*** AVAILABLE DATA Section Begins ***

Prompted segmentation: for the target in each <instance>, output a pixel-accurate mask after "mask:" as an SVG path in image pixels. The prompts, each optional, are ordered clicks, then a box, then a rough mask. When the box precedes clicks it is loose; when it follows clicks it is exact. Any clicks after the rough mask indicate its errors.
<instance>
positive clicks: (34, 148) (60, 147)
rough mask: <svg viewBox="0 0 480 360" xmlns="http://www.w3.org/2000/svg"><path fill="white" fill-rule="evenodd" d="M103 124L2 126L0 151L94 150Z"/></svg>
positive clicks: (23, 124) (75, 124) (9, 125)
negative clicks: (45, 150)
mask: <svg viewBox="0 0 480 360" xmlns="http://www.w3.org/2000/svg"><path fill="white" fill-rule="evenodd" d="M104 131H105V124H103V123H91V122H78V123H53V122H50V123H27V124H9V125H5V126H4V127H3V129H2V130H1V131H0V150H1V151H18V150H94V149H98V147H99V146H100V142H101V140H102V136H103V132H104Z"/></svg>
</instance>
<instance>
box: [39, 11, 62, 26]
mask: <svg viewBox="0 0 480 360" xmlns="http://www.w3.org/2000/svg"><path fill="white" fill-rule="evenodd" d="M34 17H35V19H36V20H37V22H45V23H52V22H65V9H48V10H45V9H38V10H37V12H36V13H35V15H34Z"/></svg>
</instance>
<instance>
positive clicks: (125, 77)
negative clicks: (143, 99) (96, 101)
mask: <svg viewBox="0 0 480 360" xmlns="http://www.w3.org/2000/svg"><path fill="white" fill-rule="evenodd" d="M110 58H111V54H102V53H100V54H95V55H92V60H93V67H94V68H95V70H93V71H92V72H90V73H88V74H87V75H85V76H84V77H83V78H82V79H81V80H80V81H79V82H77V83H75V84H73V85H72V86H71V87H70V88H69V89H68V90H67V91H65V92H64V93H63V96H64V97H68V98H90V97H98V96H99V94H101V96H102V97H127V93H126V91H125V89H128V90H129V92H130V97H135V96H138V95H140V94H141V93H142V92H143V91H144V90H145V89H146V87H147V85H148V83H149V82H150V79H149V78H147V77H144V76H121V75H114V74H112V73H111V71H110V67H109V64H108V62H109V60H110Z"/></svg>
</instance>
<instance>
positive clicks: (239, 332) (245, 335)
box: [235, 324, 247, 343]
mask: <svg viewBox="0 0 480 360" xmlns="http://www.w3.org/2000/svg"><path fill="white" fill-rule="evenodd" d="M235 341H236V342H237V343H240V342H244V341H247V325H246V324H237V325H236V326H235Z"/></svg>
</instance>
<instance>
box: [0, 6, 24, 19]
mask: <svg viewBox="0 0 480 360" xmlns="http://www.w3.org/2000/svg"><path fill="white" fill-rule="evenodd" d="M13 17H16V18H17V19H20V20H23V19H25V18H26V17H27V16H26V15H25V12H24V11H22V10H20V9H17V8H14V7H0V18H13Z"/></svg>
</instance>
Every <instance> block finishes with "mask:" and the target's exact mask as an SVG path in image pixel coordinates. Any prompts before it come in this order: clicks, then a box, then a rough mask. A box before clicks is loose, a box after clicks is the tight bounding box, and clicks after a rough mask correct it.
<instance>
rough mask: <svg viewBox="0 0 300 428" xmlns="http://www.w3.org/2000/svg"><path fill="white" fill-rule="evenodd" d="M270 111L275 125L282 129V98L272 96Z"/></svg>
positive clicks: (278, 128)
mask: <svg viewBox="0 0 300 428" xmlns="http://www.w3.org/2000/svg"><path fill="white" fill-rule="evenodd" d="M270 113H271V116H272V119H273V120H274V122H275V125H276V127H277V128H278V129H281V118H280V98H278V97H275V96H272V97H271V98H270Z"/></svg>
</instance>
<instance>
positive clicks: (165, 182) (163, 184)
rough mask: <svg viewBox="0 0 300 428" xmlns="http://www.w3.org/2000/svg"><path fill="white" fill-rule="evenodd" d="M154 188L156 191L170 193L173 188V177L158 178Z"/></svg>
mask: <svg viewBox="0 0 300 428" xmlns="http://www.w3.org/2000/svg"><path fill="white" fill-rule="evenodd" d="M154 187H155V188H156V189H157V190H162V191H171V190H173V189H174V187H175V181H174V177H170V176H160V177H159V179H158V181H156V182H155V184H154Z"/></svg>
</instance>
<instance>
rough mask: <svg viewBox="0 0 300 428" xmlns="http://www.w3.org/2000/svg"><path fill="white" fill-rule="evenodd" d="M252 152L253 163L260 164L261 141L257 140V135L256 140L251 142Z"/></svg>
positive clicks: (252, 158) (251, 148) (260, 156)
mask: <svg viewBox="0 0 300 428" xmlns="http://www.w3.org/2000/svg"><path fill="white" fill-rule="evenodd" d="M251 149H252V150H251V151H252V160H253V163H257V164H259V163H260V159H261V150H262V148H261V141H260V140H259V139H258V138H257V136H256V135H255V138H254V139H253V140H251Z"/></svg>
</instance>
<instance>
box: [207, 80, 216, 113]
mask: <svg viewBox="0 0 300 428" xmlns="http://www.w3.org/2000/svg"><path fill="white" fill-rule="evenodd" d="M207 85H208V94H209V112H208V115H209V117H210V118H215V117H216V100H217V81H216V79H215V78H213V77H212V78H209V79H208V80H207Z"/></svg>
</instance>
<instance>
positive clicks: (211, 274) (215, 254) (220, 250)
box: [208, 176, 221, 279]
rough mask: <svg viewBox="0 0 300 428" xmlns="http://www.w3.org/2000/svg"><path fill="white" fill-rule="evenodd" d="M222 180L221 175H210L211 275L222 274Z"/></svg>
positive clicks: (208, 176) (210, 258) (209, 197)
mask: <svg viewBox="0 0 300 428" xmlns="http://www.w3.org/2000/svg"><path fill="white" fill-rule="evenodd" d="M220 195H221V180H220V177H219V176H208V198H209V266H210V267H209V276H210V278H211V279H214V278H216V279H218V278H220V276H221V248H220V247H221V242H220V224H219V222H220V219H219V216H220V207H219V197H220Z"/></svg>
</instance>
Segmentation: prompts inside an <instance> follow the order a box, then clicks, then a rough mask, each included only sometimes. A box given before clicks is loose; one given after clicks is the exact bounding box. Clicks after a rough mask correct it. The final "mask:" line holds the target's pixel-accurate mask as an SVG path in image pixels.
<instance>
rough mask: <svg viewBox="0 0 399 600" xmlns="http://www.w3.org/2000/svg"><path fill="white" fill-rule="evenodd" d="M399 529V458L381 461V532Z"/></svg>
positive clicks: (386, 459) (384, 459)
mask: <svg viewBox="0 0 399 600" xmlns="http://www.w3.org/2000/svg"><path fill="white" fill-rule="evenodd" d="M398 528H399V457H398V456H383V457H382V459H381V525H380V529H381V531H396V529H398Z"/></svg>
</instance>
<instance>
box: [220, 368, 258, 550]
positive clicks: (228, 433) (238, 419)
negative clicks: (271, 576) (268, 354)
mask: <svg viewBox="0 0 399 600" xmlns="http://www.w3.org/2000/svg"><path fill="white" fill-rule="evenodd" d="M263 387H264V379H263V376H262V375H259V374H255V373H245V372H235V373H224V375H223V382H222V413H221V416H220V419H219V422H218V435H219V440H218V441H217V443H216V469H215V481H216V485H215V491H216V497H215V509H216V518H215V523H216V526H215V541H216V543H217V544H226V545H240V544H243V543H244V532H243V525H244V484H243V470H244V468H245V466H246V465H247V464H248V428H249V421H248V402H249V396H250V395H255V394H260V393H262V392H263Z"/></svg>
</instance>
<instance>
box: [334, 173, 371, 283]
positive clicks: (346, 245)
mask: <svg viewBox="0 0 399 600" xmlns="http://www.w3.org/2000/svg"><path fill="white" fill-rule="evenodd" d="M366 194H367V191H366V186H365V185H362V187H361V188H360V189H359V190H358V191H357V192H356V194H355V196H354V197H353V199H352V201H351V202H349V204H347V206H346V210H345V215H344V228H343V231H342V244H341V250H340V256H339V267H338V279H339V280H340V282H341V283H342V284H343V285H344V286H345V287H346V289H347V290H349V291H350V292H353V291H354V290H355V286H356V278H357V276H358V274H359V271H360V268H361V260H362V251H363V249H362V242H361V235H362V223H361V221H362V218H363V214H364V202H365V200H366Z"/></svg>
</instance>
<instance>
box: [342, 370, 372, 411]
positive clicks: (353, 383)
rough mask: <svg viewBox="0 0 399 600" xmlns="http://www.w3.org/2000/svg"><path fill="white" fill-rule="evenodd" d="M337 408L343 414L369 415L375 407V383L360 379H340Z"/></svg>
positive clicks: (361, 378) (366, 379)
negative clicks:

*** AVAILABLE DATA Section Ends ***

__INSTRUCTIONS TO FOLLOW__: Select each line in the listing above that contains the word "negative".

__YOUR SOLUTION__:
negative clicks: (45, 150)
negative clicks: (143, 99) (96, 101)
negative clicks: (271, 576) (268, 354)
negative clicks:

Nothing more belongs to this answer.